_Given exercise_
Rewrite the items from the start up to and including the line with "point(61, 273)", replacing "trash bin" with "garbage can" wherever it appears and leaving everything else unchanged.

_Dataset_
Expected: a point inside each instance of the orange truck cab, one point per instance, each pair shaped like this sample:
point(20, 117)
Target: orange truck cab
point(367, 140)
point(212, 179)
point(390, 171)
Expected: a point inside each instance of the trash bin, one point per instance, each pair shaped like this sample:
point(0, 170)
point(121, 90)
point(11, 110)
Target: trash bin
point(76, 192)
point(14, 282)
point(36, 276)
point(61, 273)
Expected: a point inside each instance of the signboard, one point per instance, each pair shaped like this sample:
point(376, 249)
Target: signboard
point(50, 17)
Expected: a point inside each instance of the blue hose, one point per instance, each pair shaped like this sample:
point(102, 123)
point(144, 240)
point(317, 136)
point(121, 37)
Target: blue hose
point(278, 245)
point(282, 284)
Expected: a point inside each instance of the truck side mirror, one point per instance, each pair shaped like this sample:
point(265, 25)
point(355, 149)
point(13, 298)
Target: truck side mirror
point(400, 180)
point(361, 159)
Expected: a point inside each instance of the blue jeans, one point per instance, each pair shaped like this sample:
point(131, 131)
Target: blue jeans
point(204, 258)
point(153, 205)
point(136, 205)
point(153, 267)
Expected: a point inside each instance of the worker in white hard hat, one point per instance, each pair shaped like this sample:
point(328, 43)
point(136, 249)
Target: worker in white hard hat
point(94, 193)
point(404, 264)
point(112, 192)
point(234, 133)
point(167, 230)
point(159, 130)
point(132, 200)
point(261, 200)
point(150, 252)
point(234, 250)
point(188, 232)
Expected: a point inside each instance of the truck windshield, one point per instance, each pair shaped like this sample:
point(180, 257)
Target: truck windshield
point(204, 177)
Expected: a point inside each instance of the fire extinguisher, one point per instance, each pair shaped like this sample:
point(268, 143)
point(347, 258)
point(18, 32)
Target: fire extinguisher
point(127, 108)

_Result of this exercise_
Expected: a point inside each instance of the orange truck cab, one point per instance, each pair shaped like this sample:
point(20, 117)
Target: orange truck cab
point(367, 140)
point(212, 179)
point(390, 171)
Expected: a point inside each instance of the garbage can, one point per instance, each pair shaped like this sample:
point(0, 170)
point(121, 90)
point(11, 110)
Target: garbage can
point(76, 192)
point(14, 282)
point(36, 276)
point(61, 273)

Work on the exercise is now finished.